■ **What this task involves**: Line by line, the entries below are to be reproduced unaltered.
⁂
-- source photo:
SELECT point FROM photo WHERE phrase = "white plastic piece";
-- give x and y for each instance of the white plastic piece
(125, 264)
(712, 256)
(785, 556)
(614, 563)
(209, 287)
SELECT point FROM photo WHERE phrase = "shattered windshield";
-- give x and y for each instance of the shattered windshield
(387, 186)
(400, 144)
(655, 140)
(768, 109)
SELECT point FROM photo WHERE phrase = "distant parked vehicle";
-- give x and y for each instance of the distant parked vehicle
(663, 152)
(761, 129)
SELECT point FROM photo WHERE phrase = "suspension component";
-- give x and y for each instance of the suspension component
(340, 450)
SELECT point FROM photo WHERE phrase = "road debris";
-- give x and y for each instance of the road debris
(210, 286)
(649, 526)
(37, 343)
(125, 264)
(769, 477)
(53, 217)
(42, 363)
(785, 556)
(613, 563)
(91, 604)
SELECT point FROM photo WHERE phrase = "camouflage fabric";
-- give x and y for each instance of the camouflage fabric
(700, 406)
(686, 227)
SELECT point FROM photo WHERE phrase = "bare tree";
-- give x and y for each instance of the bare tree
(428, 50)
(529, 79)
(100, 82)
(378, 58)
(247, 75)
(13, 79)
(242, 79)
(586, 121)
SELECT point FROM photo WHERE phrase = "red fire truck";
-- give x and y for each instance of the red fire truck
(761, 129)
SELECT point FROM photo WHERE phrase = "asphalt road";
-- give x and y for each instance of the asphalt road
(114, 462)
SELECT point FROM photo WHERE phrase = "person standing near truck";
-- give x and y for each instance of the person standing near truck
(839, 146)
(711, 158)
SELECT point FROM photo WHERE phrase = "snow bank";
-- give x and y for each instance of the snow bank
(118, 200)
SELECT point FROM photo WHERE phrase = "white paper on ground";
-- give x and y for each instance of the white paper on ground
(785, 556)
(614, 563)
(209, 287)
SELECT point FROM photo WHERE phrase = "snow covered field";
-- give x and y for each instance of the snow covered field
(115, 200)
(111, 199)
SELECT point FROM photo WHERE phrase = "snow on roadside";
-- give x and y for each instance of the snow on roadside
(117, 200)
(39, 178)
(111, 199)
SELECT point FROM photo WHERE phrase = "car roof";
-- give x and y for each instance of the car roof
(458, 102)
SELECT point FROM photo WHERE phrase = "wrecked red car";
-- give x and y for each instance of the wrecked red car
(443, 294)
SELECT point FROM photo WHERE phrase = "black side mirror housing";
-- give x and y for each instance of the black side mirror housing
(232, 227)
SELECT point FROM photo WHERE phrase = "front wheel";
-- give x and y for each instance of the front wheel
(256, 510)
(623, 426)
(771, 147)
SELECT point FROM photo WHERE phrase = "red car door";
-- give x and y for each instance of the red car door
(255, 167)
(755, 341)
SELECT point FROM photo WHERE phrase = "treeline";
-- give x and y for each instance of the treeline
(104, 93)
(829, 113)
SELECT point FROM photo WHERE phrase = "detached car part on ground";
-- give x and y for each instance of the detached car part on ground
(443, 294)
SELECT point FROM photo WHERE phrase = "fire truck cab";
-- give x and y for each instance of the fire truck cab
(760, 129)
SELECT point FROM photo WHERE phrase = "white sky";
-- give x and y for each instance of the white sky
⁂
■ **Solution to this task**:
-- source photo:
SELECT point FROM photo WHERE phrase = "white plastic piece";
-- give x and y for each instance of the white plastic piece
(125, 264)
(712, 256)
(785, 556)
(614, 563)
(209, 287)
SELECT point FROM photo WHERE phrase = "shattered windshield";
-- give x and y for each instance of the shattered windshield
(387, 186)
(400, 144)
(655, 140)
(768, 109)
SELECT point FROM photo WHERE phrase = "distant parked vehicle";
-- give x and y for each instance of the distant parked vehicle
(663, 152)
(761, 129)
SELECT point FROM photo WHERE phrase = "suspension component";
-- give x and y for each instance of the suspension component
(340, 450)
SELECT point FROM photo WHERE phrase = "road debris";
-- give x and y for each instance of the road debris
(210, 286)
(649, 526)
(37, 343)
(125, 264)
(769, 477)
(53, 217)
(42, 363)
(785, 556)
(613, 563)
(91, 604)
SELECT point FROM photo WHERE phrase = "camouflage fabric";
-- give x and y for each instance of the camouflage fabric
(700, 406)
(686, 227)
SELECT point FROM photo WHERE phrase = "bare tree";
-- give x and y for each instance of the bare tree
(428, 50)
(529, 79)
(100, 82)
(378, 58)
(247, 75)
(13, 79)
(242, 79)
(586, 121)
SELECT point FROM photo WHERE phrase = "red fire truck";
-- give x and y for each instance of the red fire truck
(761, 129)
SELECT point FROM photo WHERE phrase = "asphalt road";
-- give x and y for each instance of the asphalt road
(114, 462)
SELECT point FROM photo WHERE phrase = "person standing near truck";
-- give x and y for each instance of the person standing near truck
(839, 146)
(711, 158)
SELECT point FROM photo WHERE phrase = "snow bank";
-- give x and y for each instance of the snow bank
(118, 200)
SELECT point FROM photo WHERE phrase = "white paper on ground";
-- give x and y for each instance of the white paper on ground
(785, 556)
(614, 563)
(209, 287)
SELECT point FROM photo WHERE phrase = "snow covered field";
-- give x and y for each instance of the snow covered field
(115, 200)
(111, 199)
SELECT point FROM photo WHERE phrase = "snow on roadside";
-- give x and y for each instance of the snow on roadside
(117, 200)
(39, 178)
(111, 199)
SELECT point FROM photo WHERE phrase = "car roof";
-- give x and y for each instance of the car roof
(458, 102)
SELECT point FROM photo WHERE phrase = "wrecked red car";
-- give x and y for each instance of the wrecked red car
(443, 294)
SELECT point FROM photo WHERE phrase = "black side mirror housing";
-- give x and y for each instance of the black side mirror housing
(232, 227)
SELECT point FROM photo WHERE phrase = "front wheel";
-- give x and y for each instance of the front wheel
(256, 510)
(623, 426)
(771, 147)
SELECT point FROM photo WHERE phrase = "red car door";
-- give x and y for each instance of the red car door
(255, 167)
(755, 341)
SELECT point FROM photo WHERE phrase = "treeline";
-- give x and y for each instance of the treeline
(104, 93)
(829, 113)
SELECT point FROM photo WHERE phrase = "detached car part on ground";
-- give x and y for each instance of the detached car part on ground
(443, 294)
SELECT point FROM photo WHERE phrase = "fire truck cab";
-- give x and y for each instance of the fire truck cab
(760, 129)
SELECT point FROM photo WHERE phrase = "white sky";
-- give x and y for each instance of the white sky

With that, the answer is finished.